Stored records

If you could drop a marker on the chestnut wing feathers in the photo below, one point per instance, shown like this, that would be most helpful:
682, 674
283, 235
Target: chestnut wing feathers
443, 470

■ What you need to do ■
Output every one of the rows above again, with each line unchanged.

■ Exercise response ■
If you could drop a marker on the chestnut wing feathers in the photo below, one point per instance, shown like this, that would be most helpful:
682, 674
283, 235
Target: chestnut wing feathers
443, 470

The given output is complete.